═════ DATASET RECORDS

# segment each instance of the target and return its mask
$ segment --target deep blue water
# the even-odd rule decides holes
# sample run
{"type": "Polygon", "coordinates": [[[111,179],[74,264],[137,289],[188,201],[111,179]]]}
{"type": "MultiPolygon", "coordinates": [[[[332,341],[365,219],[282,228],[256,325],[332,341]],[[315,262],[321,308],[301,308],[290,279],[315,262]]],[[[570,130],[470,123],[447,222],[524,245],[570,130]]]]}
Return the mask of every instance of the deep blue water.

══════════
═════ DATASET RECORDS

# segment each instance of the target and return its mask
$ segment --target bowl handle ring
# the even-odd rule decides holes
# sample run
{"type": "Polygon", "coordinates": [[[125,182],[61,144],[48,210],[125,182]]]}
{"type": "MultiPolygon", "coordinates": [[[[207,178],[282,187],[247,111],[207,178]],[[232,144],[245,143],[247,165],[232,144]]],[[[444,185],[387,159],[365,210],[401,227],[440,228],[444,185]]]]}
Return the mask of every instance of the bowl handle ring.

══════════
═════ DATASET RECORDS

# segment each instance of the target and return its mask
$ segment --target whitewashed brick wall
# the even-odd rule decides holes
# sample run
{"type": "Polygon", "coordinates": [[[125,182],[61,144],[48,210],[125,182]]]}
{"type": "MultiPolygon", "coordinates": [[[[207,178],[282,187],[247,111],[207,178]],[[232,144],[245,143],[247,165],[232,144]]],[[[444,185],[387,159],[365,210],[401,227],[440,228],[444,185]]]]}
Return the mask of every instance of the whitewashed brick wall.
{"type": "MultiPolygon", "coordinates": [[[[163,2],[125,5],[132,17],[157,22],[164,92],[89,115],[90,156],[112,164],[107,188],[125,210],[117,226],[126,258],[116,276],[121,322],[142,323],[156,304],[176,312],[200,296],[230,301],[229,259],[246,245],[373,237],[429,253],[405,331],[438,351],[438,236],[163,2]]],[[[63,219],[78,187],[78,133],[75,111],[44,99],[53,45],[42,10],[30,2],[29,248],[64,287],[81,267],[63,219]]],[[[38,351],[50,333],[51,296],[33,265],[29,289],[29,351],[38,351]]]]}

══════════

#### [ASSIGNED TASK]
Transcribe, exactly and without additions, the lines of the records above, beginning with the line that contains "--target bowl handle ring" and ending with the line that contains "Return the mask of every instance of the bowl", both included.

#### [RESPONSE]
$ segment --target bowl handle ring
# the even-odd rule decides holes
# sample run
{"type": "Polygon", "coordinates": [[[125,182],[61,144],[48,210],[125,182]]]}
{"type": "MultiPolygon", "coordinates": [[[[207,178],[282,187],[247,111],[207,178]],[[232,144],[245,143],[247,165],[232,144]]],[[[444,185],[387,159],[365,210],[401,227],[440,228],[444,185]]]]}
Return the mask of every instance of the bowl handle ring.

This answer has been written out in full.